Objective: Retype, line for line, the part of the items below that opens with the line containing "The image above contains the dense" and runs through the end of the items.

Entries shown:
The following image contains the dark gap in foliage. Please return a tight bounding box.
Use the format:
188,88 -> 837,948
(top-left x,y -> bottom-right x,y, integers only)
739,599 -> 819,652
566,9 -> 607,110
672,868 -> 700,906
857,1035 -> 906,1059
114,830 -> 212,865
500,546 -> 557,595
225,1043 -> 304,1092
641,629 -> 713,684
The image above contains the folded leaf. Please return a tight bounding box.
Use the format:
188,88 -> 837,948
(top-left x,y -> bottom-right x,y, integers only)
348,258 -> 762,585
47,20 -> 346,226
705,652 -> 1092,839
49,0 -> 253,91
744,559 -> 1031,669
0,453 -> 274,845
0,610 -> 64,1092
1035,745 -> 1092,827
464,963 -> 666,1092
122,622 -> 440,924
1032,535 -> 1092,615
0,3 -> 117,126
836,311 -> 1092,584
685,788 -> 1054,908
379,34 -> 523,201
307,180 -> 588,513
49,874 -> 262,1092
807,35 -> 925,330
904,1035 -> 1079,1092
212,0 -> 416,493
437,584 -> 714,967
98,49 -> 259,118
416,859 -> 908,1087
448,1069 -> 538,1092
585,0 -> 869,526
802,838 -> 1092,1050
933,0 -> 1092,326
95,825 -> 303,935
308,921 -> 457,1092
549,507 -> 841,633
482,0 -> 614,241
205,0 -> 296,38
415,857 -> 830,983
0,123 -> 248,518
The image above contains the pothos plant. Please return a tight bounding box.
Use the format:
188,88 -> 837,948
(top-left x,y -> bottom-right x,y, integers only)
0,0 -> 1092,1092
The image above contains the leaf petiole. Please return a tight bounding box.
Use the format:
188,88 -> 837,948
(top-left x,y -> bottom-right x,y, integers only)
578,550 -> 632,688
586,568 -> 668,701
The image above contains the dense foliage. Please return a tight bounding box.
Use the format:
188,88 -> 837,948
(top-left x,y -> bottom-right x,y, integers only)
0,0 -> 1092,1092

Result:
The image above contains the dense foliage. Please return a tight bounding box.
Use the format:
188,88 -> 837,948
(top-left x,y -> bottom-right x,y, integers only)
0,0 -> 1092,1092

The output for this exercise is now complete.